→ **Auszug**:
::::::

Manfred Götzl, Richter. Tino Brandt, 39, Kaufmann, war früher Anführer der rechten Szene in Thüringen und zugleich V-Mann des Landesamts für Verfassungsschutz.

(Der Zeuge Tino Brandt, der gerade eine Haftstrafe wegen Kindesmissbrauchs absitzt, wird mit einer Vorführzange, also einer Art Handschelle, in den Gerichtssaal geführt.)

Brandt Ich war in den Neunzigerjahren tätig in einer Jugendgruppe, heute bekannt als Thüringer Heimatschutz. Da hat man alle Jugendliche, die ähnlicher Meinung waren, über kurz oder lang kennengelernt.

Götzl Wie stand denn die Kameradschaft Jena zum Thüringer Heimatschutz?

Brandt Die Kameradschaft Jena war Teil des Thüringer Heimatschutzes.

Götzl Und wer gehörte noch dazu?

Brandt Alle Jugendlichen, die sich dazu bekannt haben. Es war ein loser Zusammenschluss. Es gab keine Mitgliedsausweise. Entweder man hat dazugehört oder eben nicht.

Götzl Von wem ging die Initiative aus?

Brandt Das kann ich im Einzelnen nicht mehr beziffern. Ich denke, es war halt eine Gruppenidee. Ich selbst war mit Sicherheit einer der Mitinitiatoren gewesen.

Götzl Im Protokoll Ihrer Vernehmung vom 26.1.2012 heißt es, der Thüringer Heimatschutz habe sich aus dem sogenannten Mittwochsstammtisch entwickelt. Ist das richtig?

Brandt Ja, man hat sich anfangs im Goldenen Löwen in Rudolstadt getroffen, später in verschiedenen Gaststätten in Saalfeld-Rudolstadt. Anfangs waren wir vielleicht 20, später fast 70, 80.

Götzl Wie kam es zur Bezeichnung Thüringer Heimatschutz?

Brandt Wir waren Thüringer – Sächsischer Heimatschutz hätte nicht gepasst.

Götzl Diese Späße können Sie sich sparen, Herr Brandt!

Brandt Der Name war irgendwann da, das hat sich einfach gut angehört.

::::::

→ **Inhalt der Einträge**:
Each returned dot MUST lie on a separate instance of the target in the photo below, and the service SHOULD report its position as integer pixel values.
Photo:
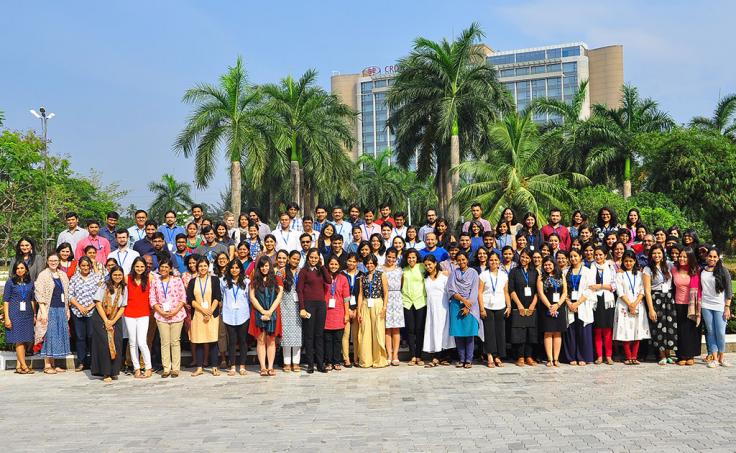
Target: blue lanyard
(201, 290)
(631, 285)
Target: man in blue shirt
(171, 230)
(110, 229)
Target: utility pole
(44, 117)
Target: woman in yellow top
(415, 304)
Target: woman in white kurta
(437, 328)
(630, 323)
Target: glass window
(539, 69)
(554, 53)
(530, 56)
(502, 59)
(571, 51)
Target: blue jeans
(715, 330)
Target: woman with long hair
(686, 279)
(107, 326)
(18, 310)
(266, 292)
(657, 281)
(715, 281)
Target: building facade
(553, 72)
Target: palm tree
(565, 140)
(445, 93)
(311, 130)
(169, 195)
(723, 120)
(617, 129)
(230, 115)
(511, 172)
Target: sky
(114, 72)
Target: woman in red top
(137, 313)
(337, 296)
(313, 308)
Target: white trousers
(137, 333)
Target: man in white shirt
(286, 238)
(123, 255)
(73, 234)
(342, 227)
(400, 227)
(294, 220)
(137, 231)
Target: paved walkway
(595, 408)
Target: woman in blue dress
(465, 324)
(19, 313)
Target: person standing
(495, 306)
(73, 233)
(310, 289)
(630, 324)
(167, 299)
(266, 292)
(414, 300)
(337, 297)
(18, 311)
(82, 289)
(717, 293)
(236, 314)
(52, 324)
(107, 326)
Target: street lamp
(44, 117)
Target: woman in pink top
(686, 280)
(337, 296)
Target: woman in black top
(523, 292)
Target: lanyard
(202, 291)
(631, 285)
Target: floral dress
(395, 307)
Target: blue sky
(114, 73)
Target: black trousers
(314, 331)
(237, 336)
(214, 352)
(333, 346)
(414, 320)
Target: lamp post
(44, 117)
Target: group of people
(351, 289)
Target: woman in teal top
(415, 304)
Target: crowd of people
(349, 288)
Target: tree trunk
(235, 188)
(454, 182)
(296, 184)
(627, 178)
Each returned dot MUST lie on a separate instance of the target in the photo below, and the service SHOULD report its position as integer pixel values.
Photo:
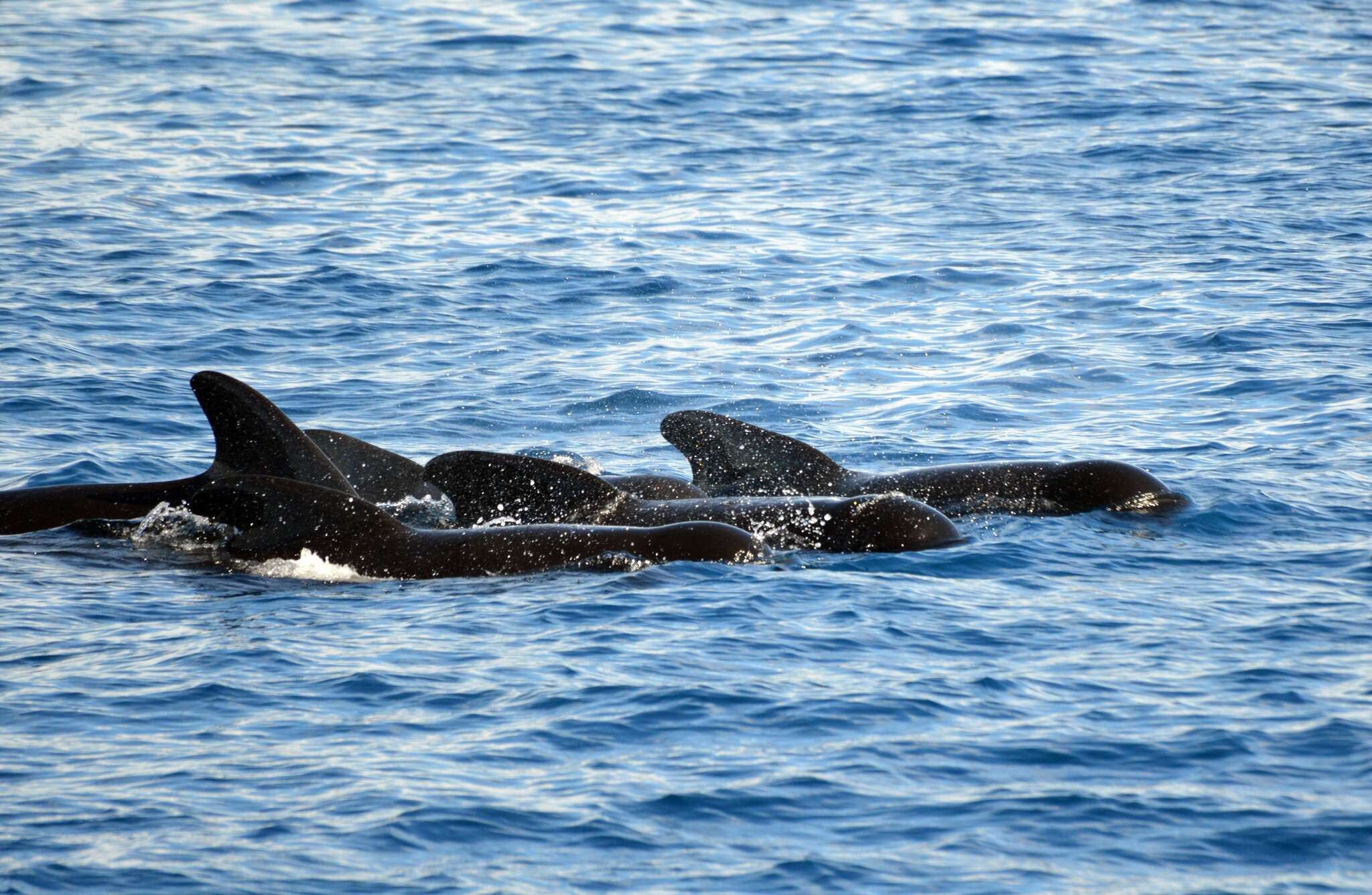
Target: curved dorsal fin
(484, 485)
(729, 456)
(253, 437)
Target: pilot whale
(732, 458)
(484, 485)
(382, 476)
(251, 435)
(279, 518)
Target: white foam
(307, 567)
(179, 527)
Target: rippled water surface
(907, 234)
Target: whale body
(484, 485)
(251, 435)
(280, 518)
(732, 458)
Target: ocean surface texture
(908, 234)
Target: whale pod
(280, 518)
(484, 485)
(730, 458)
(251, 435)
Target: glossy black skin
(378, 474)
(382, 476)
(729, 456)
(486, 486)
(251, 437)
(279, 518)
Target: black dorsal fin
(378, 474)
(279, 518)
(484, 485)
(729, 456)
(253, 437)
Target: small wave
(281, 182)
(627, 401)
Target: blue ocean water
(908, 234)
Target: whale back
(484, 485)
(277, 518)
(732, 458)
(378, 474)
(254, 437)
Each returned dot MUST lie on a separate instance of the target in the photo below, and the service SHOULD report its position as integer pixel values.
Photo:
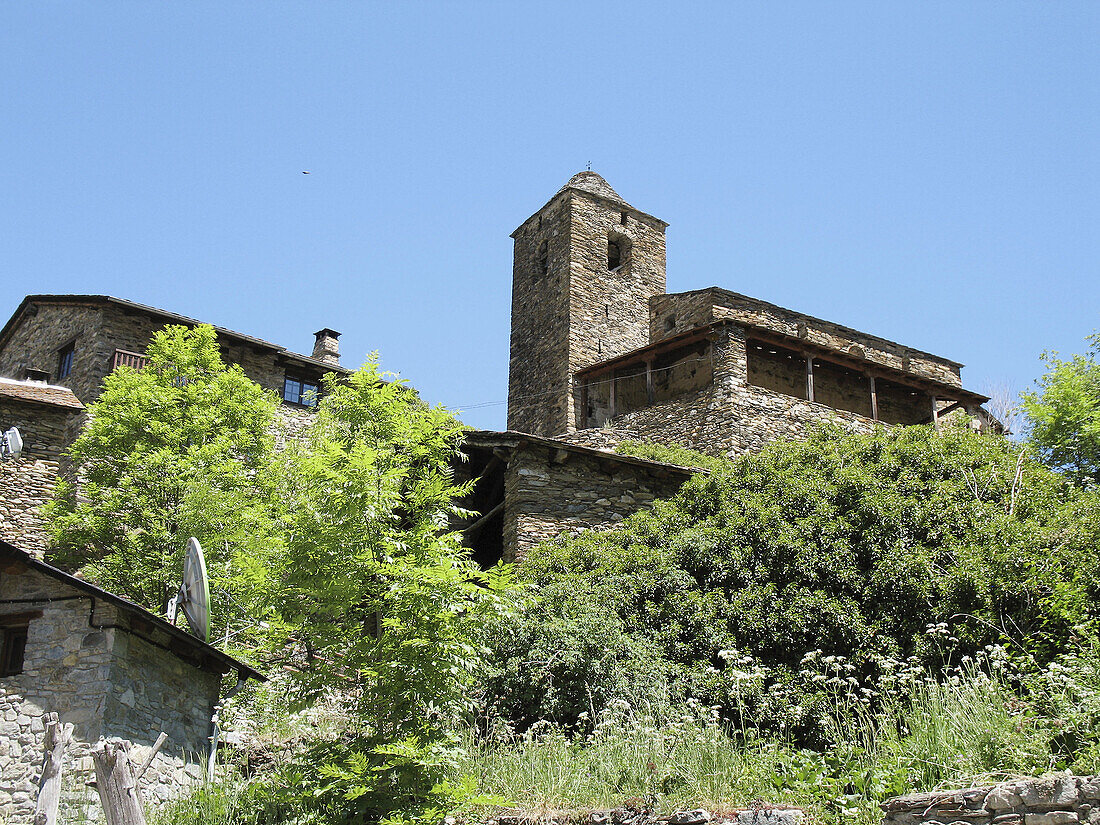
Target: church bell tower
(583, 271)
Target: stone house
(105, 664)
(601, 353)
(596, 342)
(55, 352)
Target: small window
(542, 264)
(12, 648)
(614, 255)
(299, 391)
(65, 361)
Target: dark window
(12, 647)
(614, 255)
(299, 391)
(542, 265)
(65, 361)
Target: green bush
(905, 545)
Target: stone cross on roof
(592, 182)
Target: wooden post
(50, 785)
(116, 782)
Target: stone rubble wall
(678, 312)
(103, 680)
(547, 497)
(1055, 800)
(26, 483)
(732, 417)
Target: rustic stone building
(597, 343)
(55, 352)
(105, 664)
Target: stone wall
(28, 483)
(1055, 800)
(551, 491)
(41, 333)
(81, 663)
(97, 330)
(670, 315)
(569, 309)
(730, 416)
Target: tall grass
(969, 728)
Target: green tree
(876, 548)
(179, 448)
(374, 597)
(1064, 414)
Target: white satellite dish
(11, 446)
(194, 594)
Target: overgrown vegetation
(825, 624)
(180, 448)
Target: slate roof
(180, 642)
(168, 318)
(39, 393)
(592, 182)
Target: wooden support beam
(114, 780)
(56, 739)
(483, 520)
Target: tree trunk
(114, 779)
(53, 763)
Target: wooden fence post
(53, 763)
(116, 782)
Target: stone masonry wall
(105, 681)
(98, 330)
(732, 417)
(550, 492)
(28, 483)
(538, 381)
(609, 309)
(42, 332)
(568, 309)
(1055, 800)
(670, 315)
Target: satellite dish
(11, 446)
(194, 594)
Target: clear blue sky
(928, 172)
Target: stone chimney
(327, 348)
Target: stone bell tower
(584, 268)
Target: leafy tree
(179, 448)
(1065, 414)
(757, 580)
(374, 598)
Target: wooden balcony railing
(134, 360)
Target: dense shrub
(772, 580)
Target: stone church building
(600, 353)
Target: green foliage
(1064, 415)
(180, 448)
(856, 546)
(374, 598)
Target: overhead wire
(587, 384)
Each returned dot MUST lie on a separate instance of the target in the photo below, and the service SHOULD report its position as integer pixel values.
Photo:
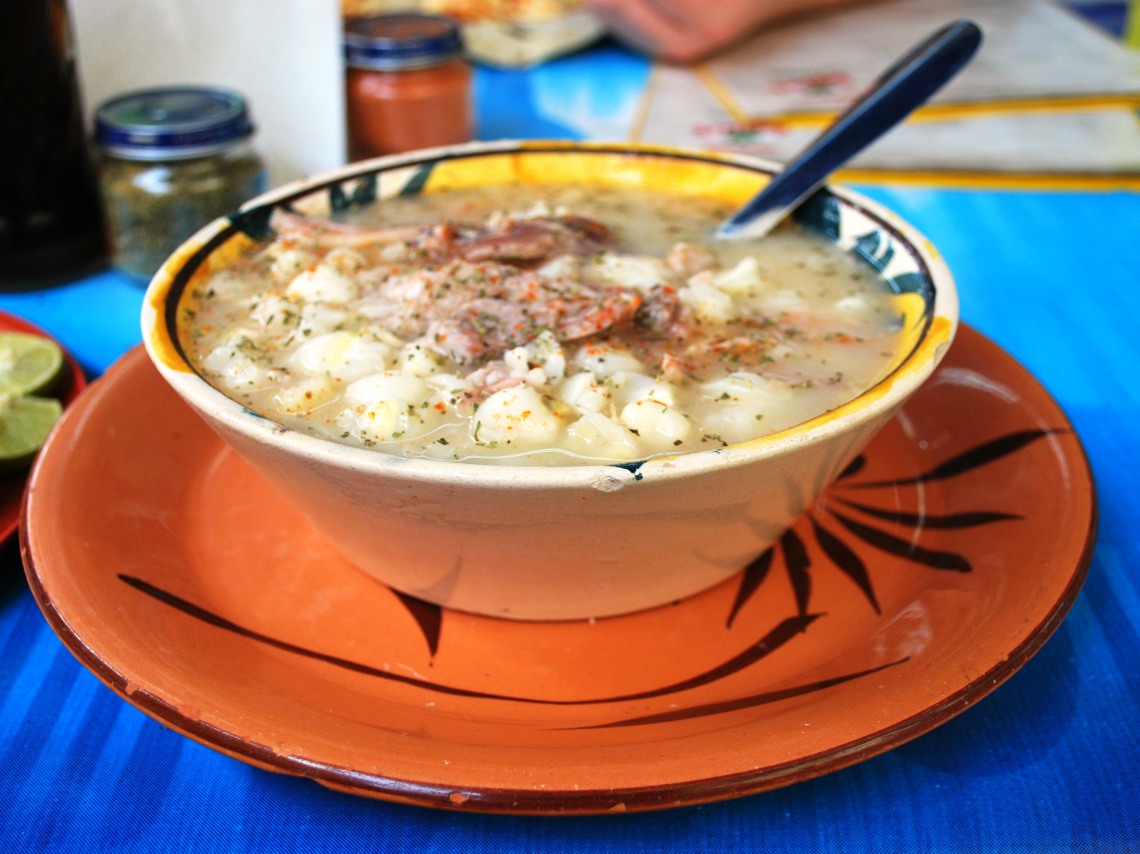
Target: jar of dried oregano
(171, 161)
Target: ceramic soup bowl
(560, 542)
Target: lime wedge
(29, 364)
(24, 425)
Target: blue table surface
(1045, 763)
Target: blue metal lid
(396, 42)
(171, 123)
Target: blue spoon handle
(896, 94)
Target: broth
(580, 325)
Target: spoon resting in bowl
(905, 86)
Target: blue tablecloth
(1045, 763)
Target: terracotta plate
(11, 487)
(942, 560)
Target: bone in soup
(575, 326)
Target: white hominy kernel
(304, 397)
(344, 356)
(626, 387)
(708, 302)
(641, 271)
(418, 360)
(657, 425)
(741, 281)
(323, 283)
(518, 416)
(595, 434)
(603, 360)
(584, 392)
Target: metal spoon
(896, 94)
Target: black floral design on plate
(837, 534)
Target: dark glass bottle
(50, 218)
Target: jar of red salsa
(407, 84)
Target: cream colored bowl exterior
(554, 543)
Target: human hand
(685, 31)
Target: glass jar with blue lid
(171, 161)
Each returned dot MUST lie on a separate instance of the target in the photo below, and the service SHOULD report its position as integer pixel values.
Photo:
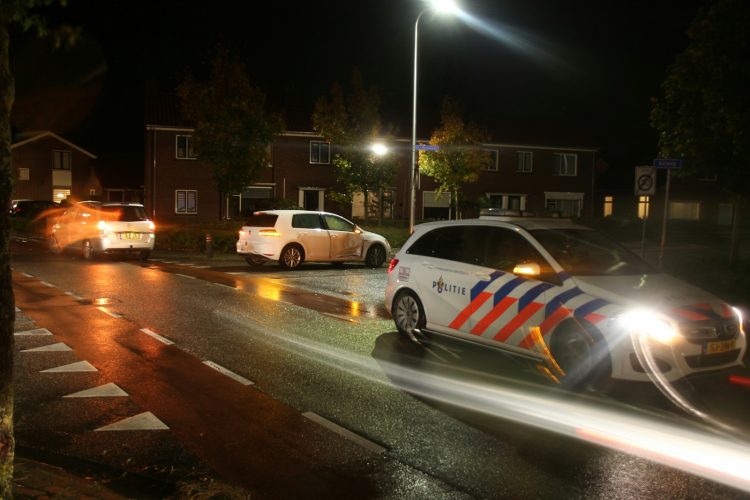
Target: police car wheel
(291, 257)
(375, 256)
(408, 313)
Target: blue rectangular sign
(668, 163)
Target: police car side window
(442, 243)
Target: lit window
(184, 147)
(492, 163)
(320, 152)
(565, 164)
(61, 160)
(643, 206)
(186, 201)
(524, 161)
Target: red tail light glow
(392, 265)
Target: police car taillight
(392, 265)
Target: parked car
(296, 236)
(562, 294)
(91, 228)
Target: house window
(685, 210)
(643, 206)
(320, 152)
(523, 161)
(565, 164)
(566, 204)
(186, 201)
(492, 162)
(61, 160)
(184, 147)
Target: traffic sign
(668, 163)
(645, 181)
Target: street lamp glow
(450, 7)
(379, 149)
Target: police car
(562, 294)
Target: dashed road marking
(103, 391)
(59, 347)
(155, 335)
(145, 421)
(34, 332)
(80, 366)
(242, 380)
(341, 431)
(107, 311)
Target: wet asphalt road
(319, 402)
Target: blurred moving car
(295, 236)
(34, 217)
(584, 307)
(91, 227)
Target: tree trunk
(734, 245)
(7, 302)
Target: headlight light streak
(703, 452)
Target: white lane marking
(341, 431)
(103, 391)
(145, 421)
(35, 331)
(242, 380)
(80, 366)
(155, 335)
(107, 311)
(59, 347)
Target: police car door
(447, 272)
(508, 303)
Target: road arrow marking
(145, 421)
(103, 391)
(59, 347)
(158, 337)
(341, 431)
(80, 366)
(239, 378)
(36, 331)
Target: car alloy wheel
(291, 257)
(375, 256)
(408, 313)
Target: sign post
(668, 165)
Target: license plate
(718, 347)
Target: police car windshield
(584, 252)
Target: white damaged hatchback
(560, 293)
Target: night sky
(578, 73)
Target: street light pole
(413, 166)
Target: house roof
(42, 135)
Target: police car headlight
(650, 325)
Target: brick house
(48, 167)
(180, 188)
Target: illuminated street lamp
(447, 6)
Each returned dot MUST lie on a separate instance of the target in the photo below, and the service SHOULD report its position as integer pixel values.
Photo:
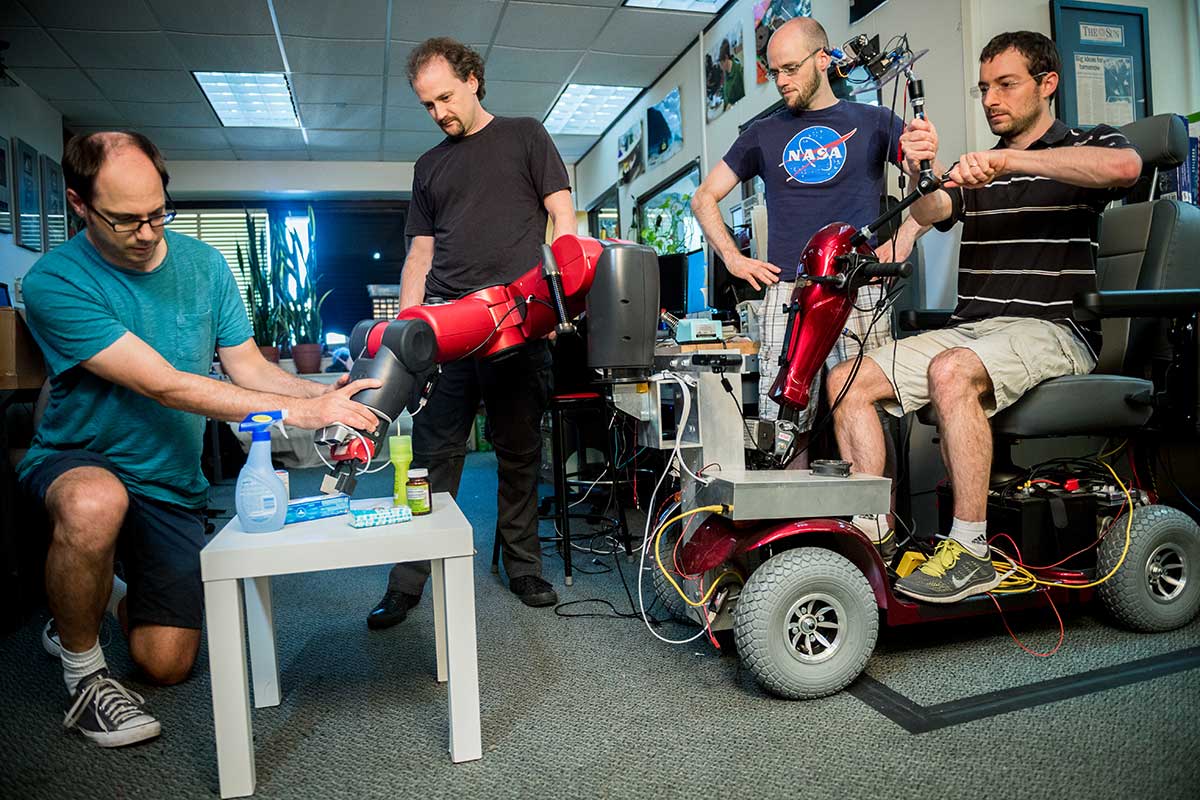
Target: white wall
(201, 180)
(24, 115)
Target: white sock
(874, 525)
(972, 535)
(119, 590)
(77, 666)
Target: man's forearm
(275, 380)
(221, 401)
(1087, 166)
(708, 215)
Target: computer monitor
(682, 282)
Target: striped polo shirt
(1030, 242)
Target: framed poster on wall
(27, 197)
(5, 190)
(1105, 62)
(54, 221)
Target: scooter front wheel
(805, 623)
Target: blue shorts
(159, 547)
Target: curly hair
(1039, 52)
(463, 60)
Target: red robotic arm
(403, 353)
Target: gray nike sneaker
(949, 576)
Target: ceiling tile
(361, 90)
(148, 85)
(89, 112)
(529, 24)
(201, 52)
(411, 140)
(13, 16)
(467, 20)
(185, 154)
(409, 118)
(613, 70)
(611, 4)
(233, 17)
(168, 114)
(334, 56)
(520, 64)
(55, 83)
(343, 140)
(173, 138)
(341, 116)
(574, 145)
(351, 155)
(265, 138)
(271, 155)
(90, 16)
(340, 19)
(149, 50)
(639, 31)
(30, 47)
(521, 95)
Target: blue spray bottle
(261, 498)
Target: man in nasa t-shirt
(822, 161)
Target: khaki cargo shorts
(1017, 352)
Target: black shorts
(159, 547)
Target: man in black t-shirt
(1030, 208)
(481, 199)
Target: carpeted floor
(597, 708)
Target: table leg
(264, 662)
(439, 615)
(231, 690)
(462, 659)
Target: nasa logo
(815, 155)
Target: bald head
(803, 30)
(85, 156)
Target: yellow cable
(1123, 552)
(658, 555)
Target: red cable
(1062, 630)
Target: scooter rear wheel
(1158, 584)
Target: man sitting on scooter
(1030, 208)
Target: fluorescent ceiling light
(588, 109)
(697, 6)
(250, 98)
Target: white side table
(238, 566)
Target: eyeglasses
(133, 226)
(790, 70)
(1005, 86)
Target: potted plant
(262, 293)
(300, 299)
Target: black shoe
(391, 609)
(533, 590)
(109, 714)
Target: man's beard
(1015, 125)
(803, 96)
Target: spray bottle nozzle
(259, 423)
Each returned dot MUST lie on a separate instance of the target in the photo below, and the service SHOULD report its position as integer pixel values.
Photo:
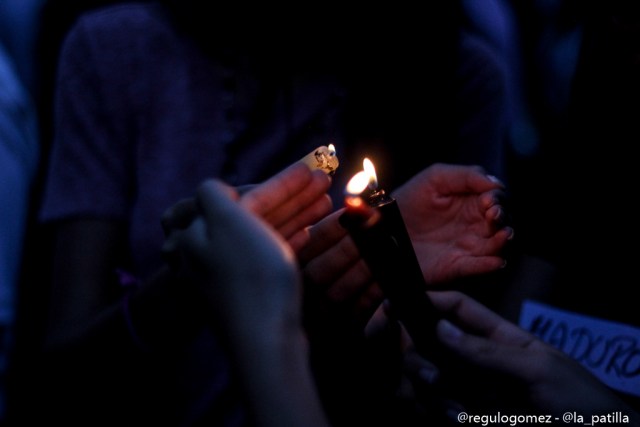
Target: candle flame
(358, 183)
(370, 170)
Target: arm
(253, 300)
(454, 217)
(552, 381)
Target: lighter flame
(358, 183)
(370, 170)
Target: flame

::::::

→ **Aufgabe 1**: Wo trafen sich die Beteiligten laut Brandts Aussage im Auszug anfangs?
→ **Aufgabe 2**: Gib jede Zeile der Einträge an, in der das Wort "spoon" vorkommt. Groß- und Kleinschreibung sind dabei zu beachten.

→ **Schriftliche Antwort 1**: Im Goldenen Löwen in Rudolstadt.

→ **Schriftliche Antwort 2**:
Target: blue spoon handle
Target: spoon resting in bowl
Target: metal spoon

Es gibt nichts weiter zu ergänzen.